Each line that contains the string "shirt" counts once; report how many such lines appear in the data, as a number only.

────────────────

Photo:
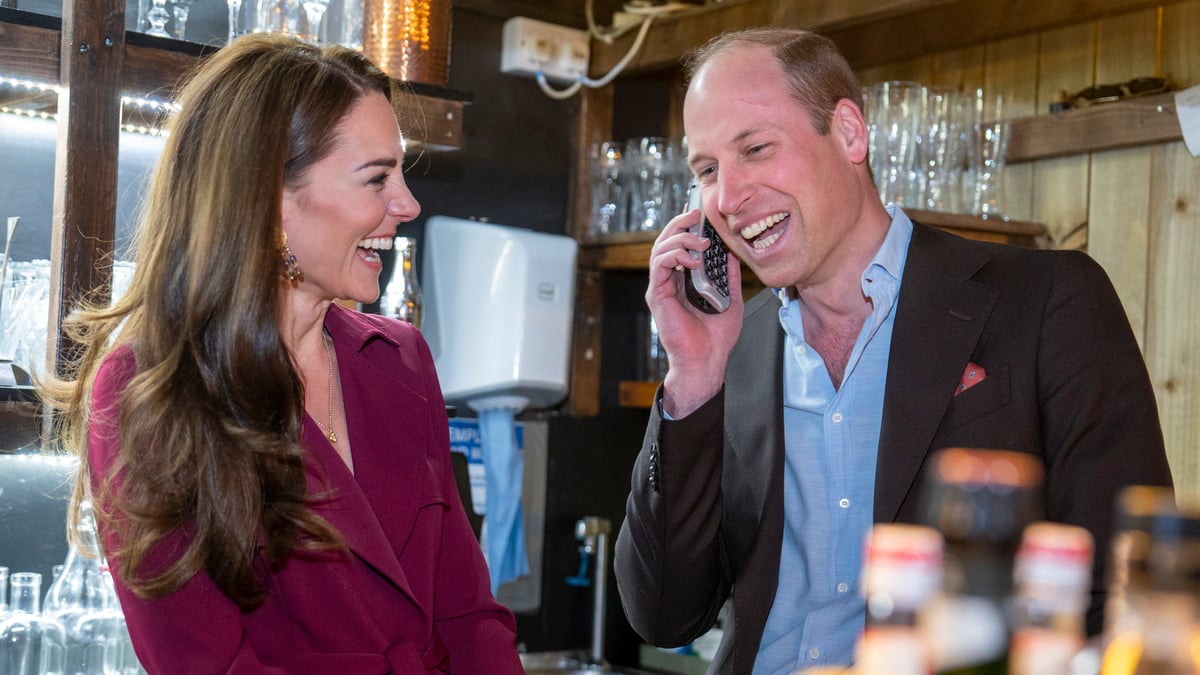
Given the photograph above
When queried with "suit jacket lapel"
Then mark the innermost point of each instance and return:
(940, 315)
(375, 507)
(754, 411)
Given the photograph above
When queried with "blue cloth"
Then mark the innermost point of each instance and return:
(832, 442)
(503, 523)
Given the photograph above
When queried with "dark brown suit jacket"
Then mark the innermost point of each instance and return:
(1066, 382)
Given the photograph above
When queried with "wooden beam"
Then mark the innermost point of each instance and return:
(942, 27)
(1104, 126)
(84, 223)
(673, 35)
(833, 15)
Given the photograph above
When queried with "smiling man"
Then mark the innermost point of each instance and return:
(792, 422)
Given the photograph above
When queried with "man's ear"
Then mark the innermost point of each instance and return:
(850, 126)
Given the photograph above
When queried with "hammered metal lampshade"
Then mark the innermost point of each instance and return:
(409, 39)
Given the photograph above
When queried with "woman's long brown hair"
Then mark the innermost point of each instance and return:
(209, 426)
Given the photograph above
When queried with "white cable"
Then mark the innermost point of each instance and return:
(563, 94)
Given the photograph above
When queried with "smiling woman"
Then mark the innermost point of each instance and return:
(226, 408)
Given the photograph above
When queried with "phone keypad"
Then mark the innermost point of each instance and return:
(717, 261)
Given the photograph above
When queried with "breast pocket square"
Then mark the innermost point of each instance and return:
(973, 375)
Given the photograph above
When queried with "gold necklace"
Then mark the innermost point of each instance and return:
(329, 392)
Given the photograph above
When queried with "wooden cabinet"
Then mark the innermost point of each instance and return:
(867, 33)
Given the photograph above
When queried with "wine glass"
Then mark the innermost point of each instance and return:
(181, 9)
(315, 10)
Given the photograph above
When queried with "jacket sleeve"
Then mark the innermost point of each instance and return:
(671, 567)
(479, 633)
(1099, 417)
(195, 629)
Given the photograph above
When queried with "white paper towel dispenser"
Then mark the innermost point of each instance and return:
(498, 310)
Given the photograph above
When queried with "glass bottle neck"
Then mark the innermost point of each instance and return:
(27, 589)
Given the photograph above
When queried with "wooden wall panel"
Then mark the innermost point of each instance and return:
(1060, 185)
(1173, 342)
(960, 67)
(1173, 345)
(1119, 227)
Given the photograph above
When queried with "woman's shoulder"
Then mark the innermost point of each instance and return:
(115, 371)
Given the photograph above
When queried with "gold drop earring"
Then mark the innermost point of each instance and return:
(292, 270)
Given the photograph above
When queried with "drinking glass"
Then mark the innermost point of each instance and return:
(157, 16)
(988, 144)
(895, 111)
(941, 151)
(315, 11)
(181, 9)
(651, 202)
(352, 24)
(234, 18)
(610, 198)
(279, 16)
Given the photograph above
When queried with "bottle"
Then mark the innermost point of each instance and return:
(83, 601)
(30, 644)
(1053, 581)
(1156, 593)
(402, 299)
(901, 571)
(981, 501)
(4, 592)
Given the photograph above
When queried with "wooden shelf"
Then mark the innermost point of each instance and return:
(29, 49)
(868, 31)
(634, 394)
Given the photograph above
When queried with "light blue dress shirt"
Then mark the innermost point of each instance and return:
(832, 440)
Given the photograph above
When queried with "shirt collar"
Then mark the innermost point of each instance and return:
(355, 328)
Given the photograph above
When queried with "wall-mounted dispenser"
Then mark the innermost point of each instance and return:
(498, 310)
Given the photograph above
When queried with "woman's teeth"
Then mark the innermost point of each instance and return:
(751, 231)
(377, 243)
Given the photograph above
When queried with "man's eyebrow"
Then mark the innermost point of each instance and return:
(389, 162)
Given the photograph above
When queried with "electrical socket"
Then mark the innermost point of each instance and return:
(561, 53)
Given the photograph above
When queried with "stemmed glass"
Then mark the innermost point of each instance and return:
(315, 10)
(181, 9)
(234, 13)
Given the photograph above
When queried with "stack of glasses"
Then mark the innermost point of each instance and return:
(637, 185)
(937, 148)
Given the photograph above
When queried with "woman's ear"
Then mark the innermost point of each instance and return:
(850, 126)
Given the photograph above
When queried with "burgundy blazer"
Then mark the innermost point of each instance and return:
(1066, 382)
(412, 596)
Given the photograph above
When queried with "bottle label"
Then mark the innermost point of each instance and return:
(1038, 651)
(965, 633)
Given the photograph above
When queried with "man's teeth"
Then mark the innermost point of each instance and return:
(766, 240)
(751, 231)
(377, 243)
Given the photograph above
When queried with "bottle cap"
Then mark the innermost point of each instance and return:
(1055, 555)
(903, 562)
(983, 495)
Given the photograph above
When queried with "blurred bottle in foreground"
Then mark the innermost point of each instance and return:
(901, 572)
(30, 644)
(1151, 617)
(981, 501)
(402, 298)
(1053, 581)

────────────────

§ **OUTPUT OF THE TASK**
2